▶ **Task to carry out**
Repeat the records below exactly.

[Data to process — start]

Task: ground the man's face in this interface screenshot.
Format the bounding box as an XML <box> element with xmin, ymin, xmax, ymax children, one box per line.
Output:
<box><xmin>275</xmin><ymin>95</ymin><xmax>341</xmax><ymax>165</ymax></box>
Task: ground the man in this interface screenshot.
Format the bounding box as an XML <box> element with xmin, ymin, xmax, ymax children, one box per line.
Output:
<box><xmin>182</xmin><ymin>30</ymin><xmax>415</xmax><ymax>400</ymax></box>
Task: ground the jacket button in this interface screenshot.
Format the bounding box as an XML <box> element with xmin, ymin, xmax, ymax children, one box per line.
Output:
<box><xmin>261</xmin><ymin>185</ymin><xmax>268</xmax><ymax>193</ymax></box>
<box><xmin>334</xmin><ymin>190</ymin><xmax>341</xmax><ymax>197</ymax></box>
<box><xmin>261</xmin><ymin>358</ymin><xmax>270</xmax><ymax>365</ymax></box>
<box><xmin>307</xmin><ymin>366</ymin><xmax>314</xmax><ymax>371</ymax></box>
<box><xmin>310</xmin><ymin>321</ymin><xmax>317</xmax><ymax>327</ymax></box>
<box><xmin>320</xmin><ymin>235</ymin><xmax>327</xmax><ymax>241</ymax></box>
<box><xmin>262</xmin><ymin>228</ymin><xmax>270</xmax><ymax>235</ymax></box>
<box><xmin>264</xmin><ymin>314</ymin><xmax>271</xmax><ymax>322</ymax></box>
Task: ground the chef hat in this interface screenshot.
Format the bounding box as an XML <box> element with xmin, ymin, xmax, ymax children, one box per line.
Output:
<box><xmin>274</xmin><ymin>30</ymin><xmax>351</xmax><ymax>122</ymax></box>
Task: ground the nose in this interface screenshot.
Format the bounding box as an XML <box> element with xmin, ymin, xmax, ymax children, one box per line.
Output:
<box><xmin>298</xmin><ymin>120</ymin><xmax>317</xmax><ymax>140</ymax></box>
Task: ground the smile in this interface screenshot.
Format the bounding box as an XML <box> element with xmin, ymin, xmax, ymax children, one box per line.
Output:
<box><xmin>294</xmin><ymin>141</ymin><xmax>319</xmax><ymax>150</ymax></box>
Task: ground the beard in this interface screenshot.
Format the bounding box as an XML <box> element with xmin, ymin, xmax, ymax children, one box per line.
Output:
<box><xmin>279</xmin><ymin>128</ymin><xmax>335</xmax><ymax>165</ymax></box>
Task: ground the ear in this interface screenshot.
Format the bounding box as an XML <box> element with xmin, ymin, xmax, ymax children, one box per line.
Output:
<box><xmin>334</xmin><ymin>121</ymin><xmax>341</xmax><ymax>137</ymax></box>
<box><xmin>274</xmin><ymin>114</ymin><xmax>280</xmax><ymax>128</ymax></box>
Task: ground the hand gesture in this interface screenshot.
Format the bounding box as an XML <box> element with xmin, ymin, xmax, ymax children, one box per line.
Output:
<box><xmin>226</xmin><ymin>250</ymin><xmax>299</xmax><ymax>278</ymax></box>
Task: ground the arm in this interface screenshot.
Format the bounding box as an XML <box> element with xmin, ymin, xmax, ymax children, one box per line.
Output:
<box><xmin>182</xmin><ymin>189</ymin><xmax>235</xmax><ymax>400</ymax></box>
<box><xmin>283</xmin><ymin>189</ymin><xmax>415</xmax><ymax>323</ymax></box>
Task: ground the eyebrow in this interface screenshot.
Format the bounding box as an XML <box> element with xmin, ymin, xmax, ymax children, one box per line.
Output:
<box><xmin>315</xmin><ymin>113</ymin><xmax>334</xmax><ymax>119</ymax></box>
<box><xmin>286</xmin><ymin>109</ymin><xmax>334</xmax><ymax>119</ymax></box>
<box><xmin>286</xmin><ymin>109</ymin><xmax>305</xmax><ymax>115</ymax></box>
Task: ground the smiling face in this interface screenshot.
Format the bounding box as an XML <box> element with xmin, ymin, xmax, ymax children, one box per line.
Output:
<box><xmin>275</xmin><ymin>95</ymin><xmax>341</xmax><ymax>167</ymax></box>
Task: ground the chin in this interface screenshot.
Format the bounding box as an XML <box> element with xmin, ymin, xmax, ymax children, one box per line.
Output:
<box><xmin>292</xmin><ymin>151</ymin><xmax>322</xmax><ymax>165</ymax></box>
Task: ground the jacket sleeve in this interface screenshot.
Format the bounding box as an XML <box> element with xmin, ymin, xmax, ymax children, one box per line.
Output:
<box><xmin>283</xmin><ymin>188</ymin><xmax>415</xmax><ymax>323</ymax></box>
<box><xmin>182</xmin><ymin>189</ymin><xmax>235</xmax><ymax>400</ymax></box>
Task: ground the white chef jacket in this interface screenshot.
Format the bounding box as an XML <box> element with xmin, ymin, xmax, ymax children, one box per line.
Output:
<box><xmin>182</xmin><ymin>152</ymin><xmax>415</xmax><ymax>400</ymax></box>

[Data to process — finish]

▶ **Written solution**
Task: ground the man's face in this interface screenshot.
Format the bounding box as an XML <box> element with xmin, ymin, xmax, ymax children, one box per line.
Output:
<box><xmin>275</xmin><ymin>95</ymin><xmax>341</xmax><ymax>165</ymax></box>
Task: ground the man in this interface screenshot.
Format the bounding box as an XML <box> element with xmin, ymin, xmax, ymax children, one box per line.
Output:
<box><xmin>182</xmin><ymin>30</ymin><xmax>415</xmax><ymax>400</ymax></box>
Task: ground the jacket button in this interface screenshot.
Format the bounding box as an XML <box> element with xmin, ymin, xmax, ymax children, one box per line.
Output:
<box><xmin>261</xmin><ymin>185</ymin><xmax>268</xmax><ymax>193</ymax></box>
<box><xmin>334</xmin><ymin>190</ymin><xmax>341</xmax><ymax>197</ymax></box>
<box><xmin>261</xmin><ymin>358</ymin><xmax>270</xmax><ymax>365</ymax></box>
<box><xmin>307</xmin><ymin>366</ymin><xmax>314</xmax><ymax>371</ymax></box>
<box><xmin>310</xmin><ymin>321</ymin><xmax>317</xmax><ymax>327</ymax></box>
<box><xmin>320</xmin><ymin>235</ymin><xmax>327</xmax><ymax>241</ymax></box>
<box><xmin>262</xmin><ymin>228</ymin><xmax>270</xmax><ymax>235</ymax></box>
<box><xmin>264</xmin><ymin>314</ymin><xmax>271</xmax><ymax>322</ymax></box>
Task: ground the chef hat in this interface screenshot.
Format the bounding box as an XML <box> element with xmin, ymin, xmax, ymax children, one box per line.
Output:
<box><xmin>274</xmin><ymin>30</ymin><xmax>351</xmax><ymax>122</ymax></box>
Task: ground the nose in this interface screenshot.
Format the bounding box as an XML <box> element with xmin, ymin, xmax, ymax children, one box per line.
Output:
<box><xmin>298</xmin><ymin>120</ymin><xmax>317</xmax><ymax>140</ymax></box>
Task: ground the smile in this interface screenshot.
Format the bounding box as an XML <box> element with xmin, ymin, xmax, ymax children, one box per line.
Output:
<box><xmin>294</xmin><ymin>141</ymin><xmax>319</xmax><ymax>150</ymax></box>
Task: ground the beard in this interface screenshot.
Format the bounding box as an XML <box> element with xmin, ymin, xmax, ymax children, one box per line.
Output:
<box><xmin>279</xmin><ymin>128</ymin><xmax>335</xmax><ymax>165</ymax></box>
Task: ground the ear in this interface screenshot.
Format the bounding box as an XML <box> element with xmin, ymin, xmax, ymax children, one box per line.
Output:
<box><xmin>334</xmin><ymin>121</ymin><xmax>341</xmax><ymax>137</ymax></box>
<box><xmin>274</xmin><ymin>114</ymin><xmax>280</xmax><ymax>128</ymax></box>
Task: ground the hand gesture in this interface screenshot.
Format the bounding box as an XML <box> element with xmin, ymin, xmax, ymax children, one box per line.
Output:
<box><xmin>226</xmin><ymin>250</ymin><xmax>299</xmax><ymax>278</ymax></box>
Task: ground the arm in this interface screenshot.
Format the bounding box as an XML <box> element with xmin, ymin, xmax, ymax children, one box per line.
Output:
<box><xmin>182</xmin><ymin>189</ymin><xmax>235</xmax><ymax>400</ymax></box>
<box><xmin>283</xmin><ymin>189</ymin><xmax>415</xmax><ymax>323</ymax></box>
Task: ground the eyebrow in this interface screenshot.
Format the bounding box as an XML <box> element with xmin, ymin, xmax, ymax children, one box per line.
Output:
<box><xmin>315</xmin><ymin>113</ymin><xmax>334</xmax><ymax>119</ymax></box>
<box><xmin>286</xmin><ymin>109</ymin><xmax>334</xmax><ymax>119</ymax></box>
<box><xmin>286</xmin><ymin>109</ymin><xmax>305</xmax><ymax>115</ymax></box>
Task: ground the smiling face in this interface screenshot.
Format the bounding box as an XML <box> element with xmin, ymin, xmax, ymax children, one box per line.
Output:
<box><xmin>275</xmin><ymin>95</ymin><xmax>341</xmax><ymax>167</ymax></box>
Task: ground the chin in this interface screenshot.
Format the bounding box as an XML <box> element with xmin, ymin, xmax, ymax children, one box per line.
Output:
<box><xmin>292</xmin><ymin>151</ymin><xmax>322</xmax><ymax>165</ymax></box>
Task: ground the jacket sleeve in this interface screenshot.
Format the bounding box as an XML <box> element with xmin, ymin, xmax, ymax children, one box per line.
Output:
<box><xmin>283</xmin><ymin>188</ymin><xmax>415</xmax><ymax>323</ymax></box>
<box><xmin>182</xmin><ymin>189</ymin><xmax>235</xmax><ymax>400</ymax></box>
Task: ground the white chef jacket in this interface screenshot.
Format the bounding box as an XML <box> element with xmin, ymin, xmax, ymax children, one box per line.
Output:
<box><xmin>182</xmin><ymin>152</ymin><xmax>415</xmax><ymax>400</ymax></box>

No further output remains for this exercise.